BEGIN

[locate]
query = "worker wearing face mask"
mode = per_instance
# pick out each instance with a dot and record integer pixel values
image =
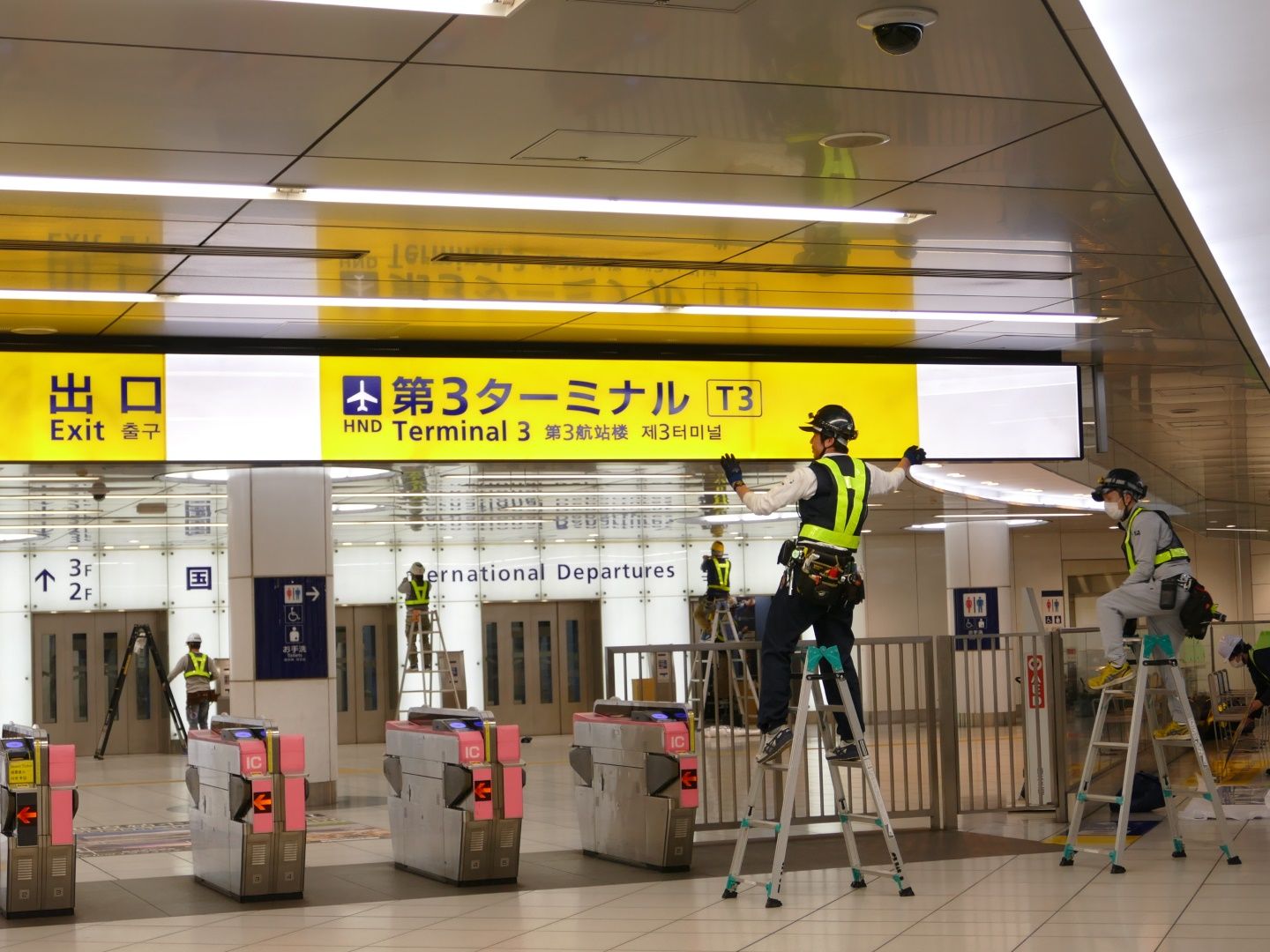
(1157, 562)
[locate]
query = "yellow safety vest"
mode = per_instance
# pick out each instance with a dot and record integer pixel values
(723, 574)
(197, 666)
(1169, 554)
(421, 591)
(850, 507)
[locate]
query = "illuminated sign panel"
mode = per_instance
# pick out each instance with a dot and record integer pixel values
(198, 407)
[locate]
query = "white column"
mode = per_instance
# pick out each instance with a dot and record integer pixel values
(977, 556)
(280, 525)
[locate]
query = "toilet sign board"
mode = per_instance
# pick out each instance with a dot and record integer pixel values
(291, 628)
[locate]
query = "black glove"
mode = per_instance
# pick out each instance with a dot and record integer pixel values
(915, 456)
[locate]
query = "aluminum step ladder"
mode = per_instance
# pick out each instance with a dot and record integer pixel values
(793, 767)
(1157, 652)
(741, 683)
(432, 682)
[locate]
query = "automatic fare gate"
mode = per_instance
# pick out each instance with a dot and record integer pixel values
(247, 828)
(37, 850)
(458, 795)
(637, 786)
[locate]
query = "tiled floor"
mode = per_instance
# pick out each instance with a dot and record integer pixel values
(355, 902)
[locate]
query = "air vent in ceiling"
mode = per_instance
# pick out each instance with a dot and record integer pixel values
(691, 265)
(135, 248)
(585, 146)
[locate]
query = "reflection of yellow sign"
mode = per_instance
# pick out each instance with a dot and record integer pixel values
(22, 773)
(508, 409)
(83, 406)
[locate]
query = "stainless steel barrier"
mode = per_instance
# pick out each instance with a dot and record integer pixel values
(898, 684)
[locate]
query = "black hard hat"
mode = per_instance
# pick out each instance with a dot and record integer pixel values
(832, 420)
(1122, 481)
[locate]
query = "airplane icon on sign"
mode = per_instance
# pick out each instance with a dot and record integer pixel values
(362, 398)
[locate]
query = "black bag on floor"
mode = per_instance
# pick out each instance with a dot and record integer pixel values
(1147, 793)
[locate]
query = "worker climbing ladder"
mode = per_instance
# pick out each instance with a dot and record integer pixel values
(1157, 652)
(793, 768)
(741, 683)
(141, 641)
(430, 681)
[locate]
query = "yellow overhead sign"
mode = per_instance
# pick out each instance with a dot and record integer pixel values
(437, 407)
(80, 407)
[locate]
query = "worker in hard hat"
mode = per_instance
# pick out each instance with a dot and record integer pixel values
(418, 621)
(1256, 660)
(1157, 562)
(199, 673)
(716, 570)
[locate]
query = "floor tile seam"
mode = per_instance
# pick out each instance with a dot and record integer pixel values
(883, 877)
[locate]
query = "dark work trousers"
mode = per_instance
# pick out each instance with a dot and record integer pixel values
(788, 619)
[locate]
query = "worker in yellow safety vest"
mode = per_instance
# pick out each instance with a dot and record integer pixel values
(418, 621)
(199, 673)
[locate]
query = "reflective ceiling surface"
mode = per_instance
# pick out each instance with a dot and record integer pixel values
(993, 127)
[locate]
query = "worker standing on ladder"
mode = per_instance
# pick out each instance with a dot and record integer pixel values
(418, 622)
(1157, 564)
(199, 673)
(716, 569)
(820, 585)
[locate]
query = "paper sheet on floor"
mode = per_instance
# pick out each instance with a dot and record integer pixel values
(1237, 802)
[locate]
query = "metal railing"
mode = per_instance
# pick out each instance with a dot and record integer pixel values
(897, 681)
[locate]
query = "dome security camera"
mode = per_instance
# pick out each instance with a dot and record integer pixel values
(897, 29)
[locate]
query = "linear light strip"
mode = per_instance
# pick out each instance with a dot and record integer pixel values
(455, 199)
(536, 306)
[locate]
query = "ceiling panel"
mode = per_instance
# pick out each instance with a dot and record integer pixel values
(1085, 153)
(489, 115)
(182, 100)
(239, 26)
(764, 42)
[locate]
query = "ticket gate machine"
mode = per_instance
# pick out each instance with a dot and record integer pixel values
(247, 827)
(456, 800)
(637, 782)
(37, 847)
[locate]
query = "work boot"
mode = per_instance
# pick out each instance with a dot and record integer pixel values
(845, 753)
(1172, 730)
(773, 741)
(1110, 674)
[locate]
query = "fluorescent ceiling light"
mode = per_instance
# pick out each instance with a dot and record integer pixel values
(470, 8)
(427, 303)
(456, 199)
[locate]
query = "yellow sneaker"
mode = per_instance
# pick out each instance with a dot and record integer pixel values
(1109, 675)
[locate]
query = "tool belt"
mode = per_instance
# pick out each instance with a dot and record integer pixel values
(1198, 608)
(822, 576)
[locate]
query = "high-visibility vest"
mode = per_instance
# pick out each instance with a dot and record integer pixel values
(836, 517)
(721, 574)
(419, 591)
(197, 666)
(1172, 553)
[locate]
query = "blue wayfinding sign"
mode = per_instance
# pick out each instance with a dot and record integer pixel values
(291, 628)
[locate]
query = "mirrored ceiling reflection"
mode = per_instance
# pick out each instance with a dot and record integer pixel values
(120, 508)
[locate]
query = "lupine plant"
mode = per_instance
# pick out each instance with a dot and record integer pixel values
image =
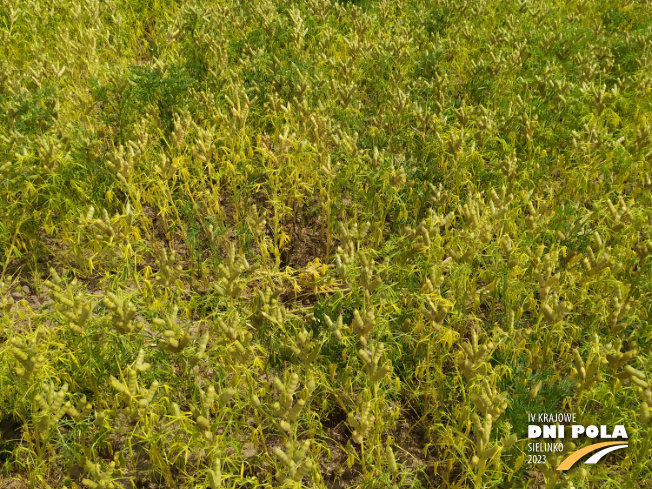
(325, 243)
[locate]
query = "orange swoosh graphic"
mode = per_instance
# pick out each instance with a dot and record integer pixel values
(574, 457)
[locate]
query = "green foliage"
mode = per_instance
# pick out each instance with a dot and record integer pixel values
(356, 241)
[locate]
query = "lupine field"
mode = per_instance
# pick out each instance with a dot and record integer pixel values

END

Your task is to gather all lines from the entries above that hold the word "hard".

_Solution to this exercise:_
query = "black hard hat"
query = "worker in hard hat"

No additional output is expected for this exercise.